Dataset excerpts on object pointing

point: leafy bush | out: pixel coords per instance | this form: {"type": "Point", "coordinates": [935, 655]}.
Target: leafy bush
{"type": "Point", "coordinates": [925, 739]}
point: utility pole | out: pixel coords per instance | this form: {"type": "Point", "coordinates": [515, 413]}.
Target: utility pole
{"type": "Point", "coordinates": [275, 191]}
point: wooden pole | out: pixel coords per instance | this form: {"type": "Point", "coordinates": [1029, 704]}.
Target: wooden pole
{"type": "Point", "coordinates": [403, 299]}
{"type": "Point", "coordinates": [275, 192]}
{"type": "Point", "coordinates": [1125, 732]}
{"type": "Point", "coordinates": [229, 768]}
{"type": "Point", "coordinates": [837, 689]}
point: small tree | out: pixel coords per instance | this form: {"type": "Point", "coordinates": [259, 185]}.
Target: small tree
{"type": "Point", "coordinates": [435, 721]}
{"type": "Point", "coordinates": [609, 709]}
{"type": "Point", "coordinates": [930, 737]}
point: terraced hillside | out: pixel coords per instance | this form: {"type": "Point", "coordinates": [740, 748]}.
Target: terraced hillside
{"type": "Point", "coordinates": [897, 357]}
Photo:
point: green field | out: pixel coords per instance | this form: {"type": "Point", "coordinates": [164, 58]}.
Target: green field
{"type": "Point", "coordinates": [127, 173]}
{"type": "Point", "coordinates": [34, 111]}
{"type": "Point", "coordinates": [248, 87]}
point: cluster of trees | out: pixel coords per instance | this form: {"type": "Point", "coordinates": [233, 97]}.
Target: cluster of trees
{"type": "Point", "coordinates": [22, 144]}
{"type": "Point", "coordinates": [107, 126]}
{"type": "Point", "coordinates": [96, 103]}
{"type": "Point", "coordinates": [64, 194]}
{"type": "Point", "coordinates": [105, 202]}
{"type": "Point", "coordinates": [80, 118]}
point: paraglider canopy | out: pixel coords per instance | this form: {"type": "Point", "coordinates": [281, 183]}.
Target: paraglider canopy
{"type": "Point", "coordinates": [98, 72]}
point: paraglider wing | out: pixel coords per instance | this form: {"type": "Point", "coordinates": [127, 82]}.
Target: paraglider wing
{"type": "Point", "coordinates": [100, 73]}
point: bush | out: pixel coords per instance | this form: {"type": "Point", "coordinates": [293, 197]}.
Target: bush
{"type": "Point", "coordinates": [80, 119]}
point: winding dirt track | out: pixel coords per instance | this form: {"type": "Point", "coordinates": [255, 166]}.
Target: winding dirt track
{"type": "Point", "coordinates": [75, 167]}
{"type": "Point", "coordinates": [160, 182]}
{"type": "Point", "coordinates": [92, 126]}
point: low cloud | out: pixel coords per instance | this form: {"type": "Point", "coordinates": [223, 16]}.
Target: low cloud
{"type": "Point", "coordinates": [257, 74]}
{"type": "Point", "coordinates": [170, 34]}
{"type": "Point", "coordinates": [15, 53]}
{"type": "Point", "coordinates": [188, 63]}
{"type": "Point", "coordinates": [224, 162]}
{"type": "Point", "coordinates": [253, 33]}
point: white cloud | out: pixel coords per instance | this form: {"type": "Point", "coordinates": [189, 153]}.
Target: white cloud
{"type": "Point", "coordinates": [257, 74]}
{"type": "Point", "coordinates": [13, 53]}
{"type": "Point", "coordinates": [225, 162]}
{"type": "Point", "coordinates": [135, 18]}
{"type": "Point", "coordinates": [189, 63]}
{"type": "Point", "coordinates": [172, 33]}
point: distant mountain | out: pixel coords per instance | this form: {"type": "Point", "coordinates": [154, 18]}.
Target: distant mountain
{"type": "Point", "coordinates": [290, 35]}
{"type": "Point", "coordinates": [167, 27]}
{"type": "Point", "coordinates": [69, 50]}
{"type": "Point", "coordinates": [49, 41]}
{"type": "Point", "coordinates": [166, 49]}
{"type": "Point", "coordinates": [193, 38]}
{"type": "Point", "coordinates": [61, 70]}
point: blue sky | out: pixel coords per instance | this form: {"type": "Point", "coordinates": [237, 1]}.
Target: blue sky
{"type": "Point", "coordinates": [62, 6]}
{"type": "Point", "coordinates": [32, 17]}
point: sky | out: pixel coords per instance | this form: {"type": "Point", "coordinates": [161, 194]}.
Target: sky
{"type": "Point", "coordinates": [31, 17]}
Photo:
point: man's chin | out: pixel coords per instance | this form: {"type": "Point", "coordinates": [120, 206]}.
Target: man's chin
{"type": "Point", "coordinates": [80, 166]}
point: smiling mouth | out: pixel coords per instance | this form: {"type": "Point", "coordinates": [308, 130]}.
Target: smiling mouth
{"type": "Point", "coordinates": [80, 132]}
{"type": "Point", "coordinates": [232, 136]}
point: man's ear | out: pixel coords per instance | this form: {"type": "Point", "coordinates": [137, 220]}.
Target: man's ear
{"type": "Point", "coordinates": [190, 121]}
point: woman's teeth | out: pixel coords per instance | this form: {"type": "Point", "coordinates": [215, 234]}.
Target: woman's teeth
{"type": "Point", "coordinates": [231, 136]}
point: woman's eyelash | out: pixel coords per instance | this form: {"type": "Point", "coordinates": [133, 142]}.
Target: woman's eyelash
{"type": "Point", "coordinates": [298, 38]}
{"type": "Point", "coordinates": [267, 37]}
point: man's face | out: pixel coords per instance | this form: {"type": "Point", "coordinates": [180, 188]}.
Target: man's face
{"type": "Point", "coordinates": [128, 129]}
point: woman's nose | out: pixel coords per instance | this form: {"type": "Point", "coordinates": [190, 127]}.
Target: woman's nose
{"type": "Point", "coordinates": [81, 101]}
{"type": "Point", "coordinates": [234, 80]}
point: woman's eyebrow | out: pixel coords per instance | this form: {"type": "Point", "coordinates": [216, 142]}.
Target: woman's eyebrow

◆ **The exercise**: Extract every record and return it verbatim.

◆ **Output below**:
point: leafy bush | out: pixel coords per instance | this form: {"type": "Point", "coordinates": [935, 655]}.
Target: leafy bush
{"type": "Point", "coordinates": [925, 739]}
point: utility pole | out: pixel coords per instance | this form: {"type": "Point", "coordinates": [515, 413]}.
Target: utility pole
{"type": "Point", "coordinates": [275, 191]}
point: wooden pole | out: pixel coords per instance | this form: {"type": "Point", "coordinates": [1029, 704]}.
Target: wooden pole
{"type": "Point", "coordinates": [403, 299]}
{"type": "Point", "coordinates": [275, 192]}
{"type": "Point", "coordinates": [1125, 732]}
{"type": "Point", "coordinates": [229, 768]}
{"type": "Point", "coordinates": [837, 689]}
point: small tree | out: pixel coords per instance | this form: {"type": "Point", "coordinates": [259, 185]}.
Target: small tree
{"type": "Point", "coordinates": [435, 721]}
{"type": "Point", "coordinates": [609, 709]}
{"type": "Point", "coordinates": [930, 737]}
point: terraced hillside | out: pixel coords per instance | this form: {"type": "Point", "coordinates": [740, 748]}.
Target: terraced hillside
{"type": "Point", "coordinates": [897, 357]}
Photo:
point: green field | out: pixel coords per instance | this form: {"type": "Point", "coordinates": [164, 58]}.
Target: green field
{"type": "Point", "coordinates": [127, 173]}
{"type": "Point", "coordinates": [34, 111]}
{"type": "Point", "coordinates": [248, 87]}
point: cluster of trees | out: pixel coords per instance | this form: {"type": "Point", "coordinates": [233, 97]}.
Target: cluster of trees
{"type": "Point", "coordinates": [22, 144]}
{"type": "Point", "coordinates": [107, 126]}
{"type": "Point", "coordinates": [96, 103]}
{"type": "Point", "coordinates": [64, 194]}
{"type": "Point", "coordinates": [105, 202]}
{"type": "Point", "coordinates": [80, 118]}
point: paraglider canopy | out: pixel coords per instance | this form: {"type": "Point", "coordinates": [281, 183]}.
Target: paraglider canopy
{"type": "Point", "coordinates": [98, 72]}
point: paraglider wing | out: pixel coords per instance | this form: {"type": "Point", "coordinates": [127, 82]}.
Target: paraglider wing
{"type": "Point", "coordinates": [100, 73]}
point: bush | out: pixel coords per instance | this form: {"type": "Point", "coordinates": [293, 197]}.
Target: bush
{"type": "Point", "coordinates": [80, 119]}
point: winding dirt track | out: pixel coords per instance | this form: {"type": "Point", "coordinates": [255, 166]}.
Target: winding dirt track
{"type": "Point", "coordinates": [75, 167]}
{"type": "Point", "coordinates": [160, 182]}
{"type": "Point", "coordinates": [92, 126]}
point: low cloud | out: pixel coords per instance | this form: {"type": "Point", "coordinates": [223, 16]}.
Target: low cloud
{"type": "Point", "coordinates": [257, 74]}
{"type": "Point", "coordinates": [170, 34]}
{"type": "Point", "coordinates": [15, 53]}
{"type": "Point", "coordinates": [188, 63]}
{"type": "Point", "coordinates": [224, 162]}
{"type": "Point", "coordinates": [253, 33]}
point: white cloud | out: pixel coords per instance | this form: {"type": "Point", "coordinates": [189, 153]}.
Target: white cloud
{"type": "Point", "coordinates": [257, 74]}
{"type": "Point", "coordinates": [13, 53]}
{"type": "Point", "coordinates": [225, 162]}
{"type": "Point", "coordinates": [135, 18]}
{"type": "Point", "coordinates": [189, 63]}
{"type": "Point", "coordinates": [172, 33]}
point: distant mountain | out: pixel coords per instance | this form: {"type": "Point", "coordinates": [154, 18]}.
Target: distant mountain
{"type": "Point", "coordinates": [290, 35]}
{"type": "Point", "coordinates": [167, 27]}
{"type": "Point", "coordinates": [69, 50]}
{"type": "Point", "coordinates": [49, 41]}
{"type": "Point", "coordinates": [166, 49]}
{"type": "Point", "coordinates": [193, 38]}
{"type": "Point", "coordinates": [61, 70]}
point: blue sky | out: pixel coords per instance | this form: {"type": "Point", "coordinates": [237, 1]}.
Target: blue sky
{"type": "Point", "coordinates": [62, 6]}
{"type": "Point", "coordinates": [32, 17]}
point: sky | out: pixel coords per instance | this form: {"type": "Point", "coordinates": [161, 194]}.
Target: sky
{"type": "Point", "coordinates": [31, 17]}
Photo:
point: man's chin | out: pixel coords per instance | this form: {"type": "Point", "coordinates": [120, 206]}.
Target: man's chin
{"type": "Point", "coordinates": [80, 166]}
point: smiling mouth | out: pixel coords per instance | this form: {"type": "Point", "coordinates": [308, 130]}.
Target: smiling mouth
{"type": "Point", "coordinates": [80, 132]}
{"type": "Point", "coordinates": [232, 136]}
point: man's ear | out: pixel coords per instance | this form: {"type": "Point", "coordinates": [137, 220]}.
Target: man's ear
{"type": "Point", "coordinates": [190, 121]}
point: woman's teeth | out: pixel coords per instance | this form: {"type": "Point", "coordinates": [215, 234]}.
Target: woman's teeth
{"type": "Point", "coordinates": [231, 136]}
point: woman's eyelash | out: pixel coords per instance | this form: {"type": "Point", "coordinates": [133, 142]}.
Target: woman's eyelash
{"type": "Point", "coordinates": [298, 38]}
{"type": "Point", "coordinates": [267, 37]}
point: man's face | out: pixel coords per instance | this form: {"type": "Point", "coordinates": [180, 188]}.
Target: man's face
{"type": "Point", "coordinates": [128, 129]}
point: woman's nose | out: pixel coords per instance | this form: {"type": "Point", "coordinates": [190, 127]}.
Target: woman's nose
{"type": "Point", "coordinates": [81, 101]}
{"type": "Point", "coordinates": [234, 80]}
point: woman's eyebrow | out: pixel coords per instance | this form: {"type": "Point", "coordinates": [216, 142]}.
Target: woman's eyebrow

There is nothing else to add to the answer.